### Prompt
Reproduce the part of the rally text starting at "As Group B was" and ending at "in a Citroën.".

As Group B was scrapped and Group A was ushered in, Lancia was utterly dominant – winning six manufacturers titles on the trot and four drivers’ titles throughout that period too.

1988 was the tip of the iceberg though. Lancia won a frankly silly nine rallies in 1987 but went one better in ’88 when its drivers cleaned up on 10 events. That means there were only three occasions all year where a Delta didn’t win.

Miki Biasion, Markku Alén, Bruno Saby and Jorge Recalde were the drivers responsible, and held that record for some 17 years until some bloke called Sébastien Loeb came along…

Citroën – 11 wins


What makes this particular record of 11 wins so remarkable is, both times it achieved the milestone in a season, Sébastien Loeb was the only driver responsible for it. From 2005-2009, he was the only driver to win in a Citroën.

Loeb’s 2005 campaign was especially dominant, and off the back of his maiden world title in 2004 it was the first real sign that he was about to rewrite the WRC’s history books.

There were 16 rallies that year, but Loeb’s Xsara WRC topped 11 of them – shrugging off strong competition from Petter Solberg and Marcus Grönholm.

What Loeb managed in 2008 with a C4 was arguably more impressive though, as the season was just 15 rallies long. Both were truly special achievements, but weirdly for Loeb, don’t stand as a WRC record.

(Natural-language object grounding records)

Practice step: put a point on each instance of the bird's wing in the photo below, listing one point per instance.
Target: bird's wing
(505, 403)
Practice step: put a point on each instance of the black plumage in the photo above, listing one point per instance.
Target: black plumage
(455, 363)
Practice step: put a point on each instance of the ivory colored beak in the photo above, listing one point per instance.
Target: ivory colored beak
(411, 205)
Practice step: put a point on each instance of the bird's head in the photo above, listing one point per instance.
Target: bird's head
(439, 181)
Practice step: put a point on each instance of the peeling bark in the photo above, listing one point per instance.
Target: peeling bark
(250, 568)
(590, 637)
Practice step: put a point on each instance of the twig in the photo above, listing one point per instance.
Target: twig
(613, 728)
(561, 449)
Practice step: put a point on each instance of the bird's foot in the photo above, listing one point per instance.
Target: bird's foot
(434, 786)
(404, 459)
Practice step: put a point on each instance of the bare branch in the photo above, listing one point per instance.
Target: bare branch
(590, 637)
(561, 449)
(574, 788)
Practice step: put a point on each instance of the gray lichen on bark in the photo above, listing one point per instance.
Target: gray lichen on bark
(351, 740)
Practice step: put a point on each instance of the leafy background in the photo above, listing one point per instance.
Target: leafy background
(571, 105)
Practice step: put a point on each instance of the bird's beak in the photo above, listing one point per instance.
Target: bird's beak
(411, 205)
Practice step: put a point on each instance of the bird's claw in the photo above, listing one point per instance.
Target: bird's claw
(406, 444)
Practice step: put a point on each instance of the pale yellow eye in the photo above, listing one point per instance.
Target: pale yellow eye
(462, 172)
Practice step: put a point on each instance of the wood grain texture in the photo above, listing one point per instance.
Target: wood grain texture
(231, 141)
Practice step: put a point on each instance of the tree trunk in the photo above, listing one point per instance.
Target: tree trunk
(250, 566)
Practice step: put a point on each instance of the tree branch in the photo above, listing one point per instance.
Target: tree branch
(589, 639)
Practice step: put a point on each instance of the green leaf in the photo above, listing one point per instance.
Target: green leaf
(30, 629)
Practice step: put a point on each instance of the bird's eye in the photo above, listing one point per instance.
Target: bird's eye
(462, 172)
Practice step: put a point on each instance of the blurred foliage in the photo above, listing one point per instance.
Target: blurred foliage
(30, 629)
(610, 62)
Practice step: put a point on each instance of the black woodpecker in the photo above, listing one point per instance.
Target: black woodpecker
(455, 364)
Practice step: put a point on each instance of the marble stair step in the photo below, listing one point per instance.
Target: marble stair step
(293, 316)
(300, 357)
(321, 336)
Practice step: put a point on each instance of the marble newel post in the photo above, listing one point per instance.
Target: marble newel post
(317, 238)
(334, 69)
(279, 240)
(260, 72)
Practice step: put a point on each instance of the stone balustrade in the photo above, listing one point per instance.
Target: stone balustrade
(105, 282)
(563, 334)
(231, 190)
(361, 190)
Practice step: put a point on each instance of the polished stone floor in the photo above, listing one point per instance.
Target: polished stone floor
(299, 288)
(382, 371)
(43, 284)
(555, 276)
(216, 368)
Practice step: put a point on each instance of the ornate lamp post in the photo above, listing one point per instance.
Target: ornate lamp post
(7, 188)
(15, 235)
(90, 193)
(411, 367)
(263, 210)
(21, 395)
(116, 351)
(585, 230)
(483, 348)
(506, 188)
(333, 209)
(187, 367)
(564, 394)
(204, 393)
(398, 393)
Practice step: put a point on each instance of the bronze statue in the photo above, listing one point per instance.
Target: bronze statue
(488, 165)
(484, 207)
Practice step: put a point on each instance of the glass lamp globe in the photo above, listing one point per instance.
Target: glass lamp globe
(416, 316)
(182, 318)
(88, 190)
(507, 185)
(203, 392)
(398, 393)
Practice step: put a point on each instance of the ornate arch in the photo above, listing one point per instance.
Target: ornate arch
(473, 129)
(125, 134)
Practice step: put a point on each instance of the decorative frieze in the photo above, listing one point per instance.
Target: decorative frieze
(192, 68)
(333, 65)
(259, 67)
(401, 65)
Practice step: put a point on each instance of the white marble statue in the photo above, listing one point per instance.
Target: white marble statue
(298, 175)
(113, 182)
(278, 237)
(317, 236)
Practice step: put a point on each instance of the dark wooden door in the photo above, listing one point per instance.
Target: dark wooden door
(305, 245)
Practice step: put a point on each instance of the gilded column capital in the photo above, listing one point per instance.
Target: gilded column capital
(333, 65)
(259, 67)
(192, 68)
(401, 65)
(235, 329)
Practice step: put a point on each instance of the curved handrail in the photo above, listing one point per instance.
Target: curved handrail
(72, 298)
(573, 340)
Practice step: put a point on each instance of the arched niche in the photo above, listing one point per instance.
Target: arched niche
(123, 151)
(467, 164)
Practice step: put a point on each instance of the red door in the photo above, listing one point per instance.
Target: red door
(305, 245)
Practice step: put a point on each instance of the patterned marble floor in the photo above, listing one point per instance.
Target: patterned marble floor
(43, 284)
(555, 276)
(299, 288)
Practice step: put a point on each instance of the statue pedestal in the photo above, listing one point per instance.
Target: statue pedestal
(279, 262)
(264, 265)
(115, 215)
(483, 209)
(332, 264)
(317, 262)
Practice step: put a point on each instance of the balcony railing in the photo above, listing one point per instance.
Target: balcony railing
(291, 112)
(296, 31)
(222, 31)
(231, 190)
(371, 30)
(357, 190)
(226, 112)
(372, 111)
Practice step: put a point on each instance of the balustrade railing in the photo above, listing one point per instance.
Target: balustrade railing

### Solution for this problem
As Group B was scrapped and Group A was ushered in, Lancia was utterly dominant – winning six manufacturers titles on the trot and four drivers’ titles throughout that period too.

1988 was the tip of the iceberg though. Lancia won a frankly silly nine rallies in 1987 but went one better in ’88 when its drivers cleaned up on 10 events. That means there were only three occasions all year where a Delta didn’t win.

Miki Biasion, Markku Alén, Bruno Saby and Jorge Recalde were the drivers responsible, and held that record for some 17 years until some bloke called Sébastien Loeb came along…

Citroën – 11 wins


What makes this particular record of 11 wins so remarkable is, both times it achieved the milestone in a season, Sébastien Loeb was the only driver responsible for it. From 2005-2009, he was the only driver to win in a Citroën.